>>>

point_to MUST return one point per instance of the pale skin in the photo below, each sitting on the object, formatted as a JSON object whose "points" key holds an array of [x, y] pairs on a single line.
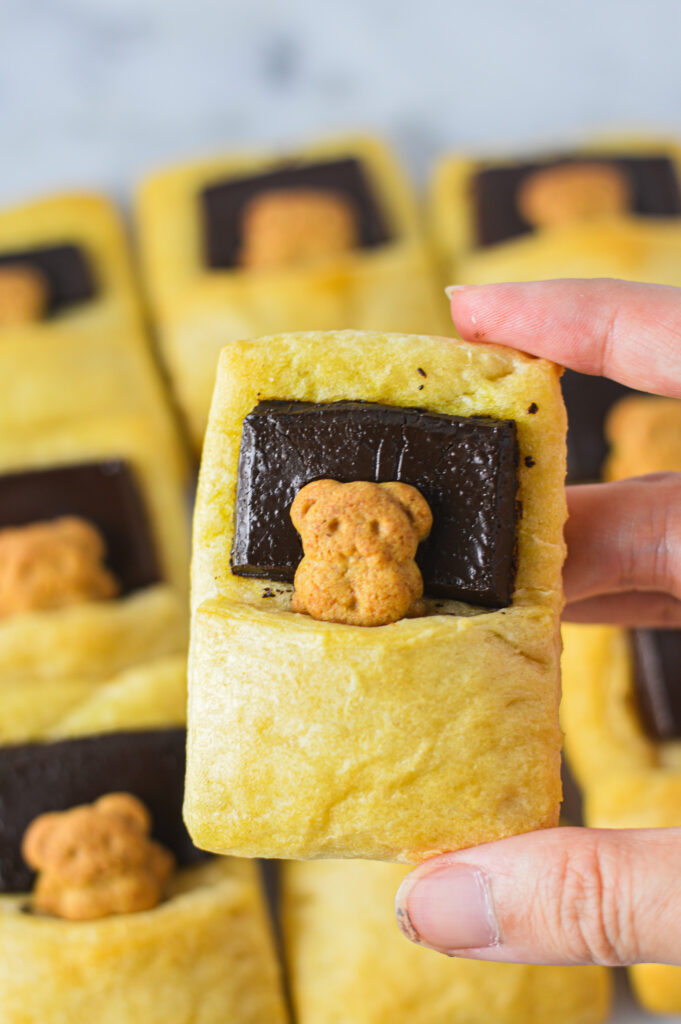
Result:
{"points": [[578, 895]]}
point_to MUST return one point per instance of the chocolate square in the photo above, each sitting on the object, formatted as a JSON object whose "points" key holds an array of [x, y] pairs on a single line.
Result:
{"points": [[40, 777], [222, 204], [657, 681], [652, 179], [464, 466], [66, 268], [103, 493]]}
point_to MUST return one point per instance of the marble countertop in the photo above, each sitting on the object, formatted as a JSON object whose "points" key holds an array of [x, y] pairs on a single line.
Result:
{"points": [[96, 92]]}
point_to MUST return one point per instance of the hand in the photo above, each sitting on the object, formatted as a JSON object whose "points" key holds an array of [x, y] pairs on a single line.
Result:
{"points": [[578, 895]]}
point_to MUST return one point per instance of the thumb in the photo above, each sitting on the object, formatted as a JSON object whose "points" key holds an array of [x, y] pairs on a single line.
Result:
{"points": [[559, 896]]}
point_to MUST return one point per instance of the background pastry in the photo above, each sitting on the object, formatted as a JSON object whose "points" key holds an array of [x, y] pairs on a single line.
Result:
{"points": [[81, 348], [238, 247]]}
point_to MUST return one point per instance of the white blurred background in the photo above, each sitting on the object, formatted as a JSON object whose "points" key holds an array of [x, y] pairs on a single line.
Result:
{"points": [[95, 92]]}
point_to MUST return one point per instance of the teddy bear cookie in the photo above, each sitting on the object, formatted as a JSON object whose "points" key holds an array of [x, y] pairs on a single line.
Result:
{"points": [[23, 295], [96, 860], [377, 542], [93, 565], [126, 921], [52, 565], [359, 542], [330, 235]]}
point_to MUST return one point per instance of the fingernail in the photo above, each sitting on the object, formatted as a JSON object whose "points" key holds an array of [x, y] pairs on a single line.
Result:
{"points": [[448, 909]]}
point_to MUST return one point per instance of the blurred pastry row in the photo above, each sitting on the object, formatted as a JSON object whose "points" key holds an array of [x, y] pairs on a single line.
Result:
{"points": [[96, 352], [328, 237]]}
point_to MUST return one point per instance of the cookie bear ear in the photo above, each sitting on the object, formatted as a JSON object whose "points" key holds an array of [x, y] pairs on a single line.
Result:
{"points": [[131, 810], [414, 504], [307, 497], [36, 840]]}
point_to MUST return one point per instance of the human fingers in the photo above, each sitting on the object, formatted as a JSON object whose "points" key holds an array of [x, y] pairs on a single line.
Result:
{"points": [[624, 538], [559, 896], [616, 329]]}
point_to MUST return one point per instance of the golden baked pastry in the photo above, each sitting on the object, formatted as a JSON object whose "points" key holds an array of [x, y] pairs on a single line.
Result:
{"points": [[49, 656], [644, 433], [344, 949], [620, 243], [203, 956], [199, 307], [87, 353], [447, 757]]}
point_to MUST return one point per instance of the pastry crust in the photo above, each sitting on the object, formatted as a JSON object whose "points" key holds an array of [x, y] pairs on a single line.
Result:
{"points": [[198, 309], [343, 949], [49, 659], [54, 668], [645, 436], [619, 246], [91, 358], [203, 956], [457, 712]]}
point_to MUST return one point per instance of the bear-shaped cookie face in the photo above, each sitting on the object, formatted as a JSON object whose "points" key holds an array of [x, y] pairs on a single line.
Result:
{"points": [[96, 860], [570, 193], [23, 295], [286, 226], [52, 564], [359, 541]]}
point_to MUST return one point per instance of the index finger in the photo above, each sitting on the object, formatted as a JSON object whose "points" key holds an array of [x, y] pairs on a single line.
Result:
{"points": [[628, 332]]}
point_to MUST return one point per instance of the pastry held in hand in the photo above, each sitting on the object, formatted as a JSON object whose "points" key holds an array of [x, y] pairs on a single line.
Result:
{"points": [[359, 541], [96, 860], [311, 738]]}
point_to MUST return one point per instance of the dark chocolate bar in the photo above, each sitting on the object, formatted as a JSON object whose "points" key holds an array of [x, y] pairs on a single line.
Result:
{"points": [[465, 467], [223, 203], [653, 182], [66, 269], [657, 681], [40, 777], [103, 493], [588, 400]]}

<<<

**Task to complete**
Print the full listing again exactly, and drop every image from it.

**Exercise answer**
point_to MUST return one point per instance of the pale skin in the photo below, each sitting on the object, formatted as a JSON object whose "points" key holds an array of [x, y] pairs on a single line.
Result:
{"points": [[578, 895]]}
point_to MUST return one point per instance of the chocolate square in the photo above, each sitting on the object, formatted as a JSON object whose "points" key holds an array of [x, y] pairs on a single line.
Result:
{"points": [[40, 777], [222, 204], [657, 681], [652, 179], [464, 466], [66, 268], [103, 493]]}
point_to MUST return one point per instance of the marble countertop in the photo above, each sitting on the object, formatted as a JSON object whose "points" key holds an array of [x, y] pairs on a single line.
Result:
{"points": [[96, 92]]}
point_to MUST return one point per instance of the hand in the photo above, each sitting on the object, formatted as a JSON object whose "points" key holds an array of [x, y] pairs on a single line.
Result:
{"points": [[578, 895]]}
point_to MUST return one point per instance of the thumb in the photo above, each sitting on the object, formatted as a JSON object whose "points" key holds an array of [x, y] pairs on a single line.
Result:
{"points": [[559, 896]]}
point_to MUST return one point per instance of the background pastry in the photo above, each sitting on the object, formatted as a JSON object whose "points" key holds an array of [x, y] pairs on a single line.
Result:
{"points": [[81, 348], [238, 247]]}
point_to MUST return one point per instance of the white blurred background in the photo above, each sitting on the object, formatted as a JSON object whose "points" key holds an array of [x, y] pairs on a single line.
Result:
{"points": [[95, 92]]}
point_to MUST return one point per instance of the teddy bear cookie in the photo above, each sitting on the object, formatted as a JSON object whose "points" key holds an array of [x, y] pairs on a single line.
Result:
{"points": [[23, 295], [96, 860], [377, 542], [93, 565], [126, 921], [52, 565], [359, 542], [330, 235]]}
point_to MUST return one point per instance of the fingernail in the photo above, each sitting on the object, formatted as a JSON object whose "points" key holds an array of [x, y] pairs on a single line.
Result:
{"points": [[448, 909]]}
point_to MUST return one point per instance of the blurred pastry row in the photo above, each sitting on the object, formatted as a JSON object whose "points" key holds an array of [x, y] pairs on a single line.
Result:
{"points": [[96, 352], [328, 237]]}
point_to MUST return one point per instance of the cookie bear ear in the photo above, each sitting on the object, formatted as a JSON object whose "points" key holds an array of [x, y] pairs on a single line.
Result:
{"points": [[131, 810], [414, 504], [307, 497], [36, 840]]}
point_to MUST return one point per instance of the human fingers in the photo above, each sitting on the object, formatted as a JSON object whose "points" key holds an array of [x, y] pairs on a single line.
Result:
{"points": [[624, 538], [559, 896], [616, 329]]}
point_to MUST return one point per instance of the golden baked pastry in the photo above, each sitting on the object, formatted as a JSON object whose "points" key holds an array of [x, y] pairs on a single line.
Result:
{"points": [[49, 656], [644, 433], [344, 949], [620, 243], [203, 956], [199, 307], [87, 353], [447, 757]]}
point_to MUST return one point per instance of the pastry crust in the photo above, each sitting on the object, formatted as a JSON object whose "points" key holds an array of [x, y] pairs on a single line.
Result:
{"points": [[198, 309], [343, 949], [49, 659], [54, 668], [645, 436], [619, 246], [91, 358], [203, 956], [457, 712]]}
point_to MUST return one point per instance of the bear-shaped cookie face in the photo above, each sitting on the object, formatted as a JSON object whose "points" key holds an array of [x, y] pairs on a single line.
Result:
{"points": [[96, 860], [570, 193], [23, 295], [286, 226], [52, 564], [359, 541]]}
point_to MUST return one point per instance of the index finger in the photo above, each sitting on the object, formatted as a JSON object whose "points" key holds an array of [x, y] pairs on a single line.
Result:
{"points": [[628, 332]]}
point_to MUST return one point per instance of the pastry held in hand in the photo above, each sitting on the object, formatted as a JSON object whose "points" key holds an array of [x, y] pairs on a single line.
Result:
{"points": [[359, 541], [96, 860], [311, 738]]}
point_to MUST return one point per instance of the dark chocolate bar in the photo above, each sitting on the object, formatted as a JSON object whose "points" key holds an array of [x, y] pairs on a single line.
Result:
{"points": [[465, 467], [223, 203], [653, 182], [66, 269], [657, 681], [40, 777], [103, 493], [588, 400]]}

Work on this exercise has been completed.